- [SUPPLIED TEXT]
HSH Nordbank is a commercial bank headquartered in Hamburg, Germany. Its core business, historically, included ship financing, private banking and corporate clients, and its operations spanned the globe including operations in Luxembourg, New York, London and Singapore.
By 2009, after losing close to 2.8 billion euros in 2008, HSH was in trouble. With no one willing to partner with, much less acquire the bank, the government bailout of 13 billion euros, came with the understanding that more could be required.
It’s the classic tale of a bank gone bad. How do these things happen? You raise them… teach them right from wrong… and then one day they come home wearing a navy pinned-stripe suit and wingtips, talking about net present values and obsessing over ROI.
Usually, when a bank like this one goes bad, there were warning signs. First, it’s hidden fees on checking accounts, then a 29 percent bump on credit card interest, and before you know it, that nice, clean cut bank you once knew is hip deep in a mortgage-backed security, shooting credit default swaps, and talking up a synthetic CDO-squared like housing prices will never go down.
As is often the case, it could be that HSH started going downhill after it started hanging out with a certain unsavory element… bankers from the short side of the trade… or in other words, when Goldman Sachs alum, J.C. Flowers, bought a 24 percent stake in HSH… followed by UBS arriving on the scene hawking its wares.

- [SOURCE DATA]
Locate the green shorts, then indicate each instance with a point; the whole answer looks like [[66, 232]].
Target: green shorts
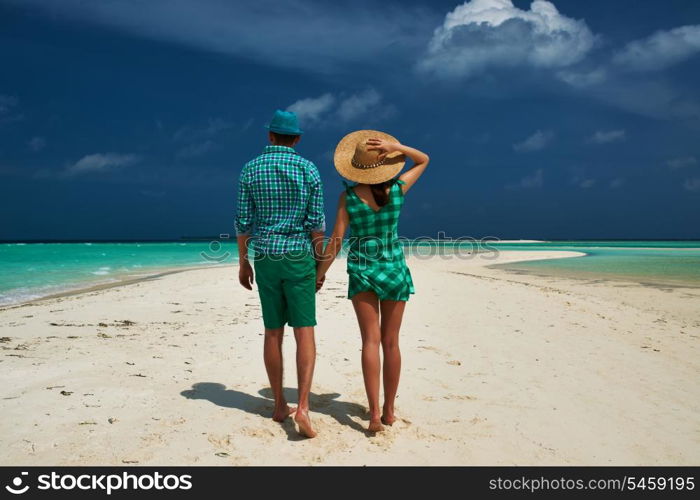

- [YOUR TASK] Copy out the HSH Nordbank text between "By 2009, after" and "never go down.", inclusive, and update it so that "bailout" reads "rescue".

- [RESULT OF THE EXERCISE]
By 2009, after losing close to 2.8 billion euros in 2008, HSH was in trouble. With no one willing to partner with, much less acquire the bank, the government rescue of 13 billion euros, came with the understanding that more could be required.
It’s the classic tale of a bank gone bad. How do these things happen? You raise them… teach them right from wrong… and then one day they come home wearing a navy pinned-stripe suit and wingtips, talking about net present values and obsessing over ROI.
Usually, when a bank like this one goes bad, there were warning signs. First, it’s hidden fees on checking accounts, then a 29 percent bump on credit card interest, and before you know it, that nice, clean cut bank you once knew is hip deep in a mortgage-backed security, shooting credit default swaps, and talking up a synthetic CDO-squared like housing prices will never go down.